◆ WHAT IS EXPECTED:
Output every line below exactly.

◆ RECORDS SUPPLIED:
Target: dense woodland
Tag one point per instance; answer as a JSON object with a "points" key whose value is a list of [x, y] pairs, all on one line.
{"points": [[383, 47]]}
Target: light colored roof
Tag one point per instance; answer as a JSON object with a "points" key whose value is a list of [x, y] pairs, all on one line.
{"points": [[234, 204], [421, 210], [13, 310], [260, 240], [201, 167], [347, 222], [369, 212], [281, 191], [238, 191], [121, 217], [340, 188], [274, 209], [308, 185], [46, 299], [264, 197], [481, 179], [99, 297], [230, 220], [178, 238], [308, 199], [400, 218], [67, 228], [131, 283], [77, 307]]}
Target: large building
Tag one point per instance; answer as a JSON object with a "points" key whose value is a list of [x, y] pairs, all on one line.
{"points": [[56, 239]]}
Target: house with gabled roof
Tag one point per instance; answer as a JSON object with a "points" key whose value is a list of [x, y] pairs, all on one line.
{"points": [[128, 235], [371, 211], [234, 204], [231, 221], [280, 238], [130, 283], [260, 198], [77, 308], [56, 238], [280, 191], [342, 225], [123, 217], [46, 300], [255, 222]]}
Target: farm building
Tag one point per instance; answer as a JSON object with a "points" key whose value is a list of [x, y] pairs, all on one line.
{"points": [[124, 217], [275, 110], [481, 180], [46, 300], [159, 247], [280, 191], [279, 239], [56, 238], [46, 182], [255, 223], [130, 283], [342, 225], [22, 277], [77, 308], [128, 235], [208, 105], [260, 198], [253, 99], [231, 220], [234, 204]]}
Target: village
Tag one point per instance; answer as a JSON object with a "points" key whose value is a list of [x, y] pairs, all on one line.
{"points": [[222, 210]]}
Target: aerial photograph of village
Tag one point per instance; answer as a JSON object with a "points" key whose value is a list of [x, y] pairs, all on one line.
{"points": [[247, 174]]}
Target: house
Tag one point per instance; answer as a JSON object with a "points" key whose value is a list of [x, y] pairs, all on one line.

◆ TASK RESULT:
Target: dense woodland
Tag one point per instance; answer as a JSON object with a "points" key whose value is a list of [x, y] pairs, all on one line.
{"points": [[383, 47]]}
Target: light colored roof
Tag one point per instance; answer as a JSON object with a "points" key whose value is a list of [x, y] pairs, all on one line.
{"points": [[234, 204], [421, 210], [13, 310], [260, 240], [201, 167], [347, 222], [369, 212], [281, 191], [238, 191], [121, 217], [340, 188], [274, 209], [308, 185], [46, 299], [264, 197], [481, 179], [99, 297], [230, 220], [178, 238], [308, 199], [400, 218], [67, 228], [131, 283], [77, 307]]}
Target: large building
Tag one point per instance; answer as a JSON object with a "points" key whose value is a list of [x, y] pairs, all on one line.
{"points": [[56, 239]]}
Target: house with gabled roof
Tag one point per instance; answer as a JSON object with a "points" key whose value is a list of [x, y] pairs, all on one line.
{"points": [[128, 235], [371, 211], [234, 204], [231, 221], [280, 238], [130, 283], [260, 198], [77, 308], [56, 238], [280, 191], [342, 225], [123, 217], [46, 300], [255, 222]]}
Target: farm building
Tag one point per instance; answer as a JSON object with a "points" key whose value is a list of [x, y] pairs, all on one line.
{"points": [[124, 217], [275, 110], [481, 180], [46, 300], [159, 247], [280, 191], [279, 239], [56, 238], [46, 182], [255, 223], [130, 283], [342, 225], [22, 277], [77, 308], [128, 235], [208, 105], [260, 198], [253, 99], [231, 220], [234, 204]]}
Target: village
Tag one point per instance; answer as a JSON object with a "points" key whose value is a list of [x, y] pairs, all on one line.
{"points": [[222, 210]]}
Target: aerial photograph of village
Tag one point per instance; answer as a JSON object with a "points" key whose value is a list of [x, y] pairs, all on one line.
{"points": [[247, 174]]}
Target: house
Tag one point per instance; answer as a JSON object with a "points" key whose value is a list of [x, y] pairs, all on one line.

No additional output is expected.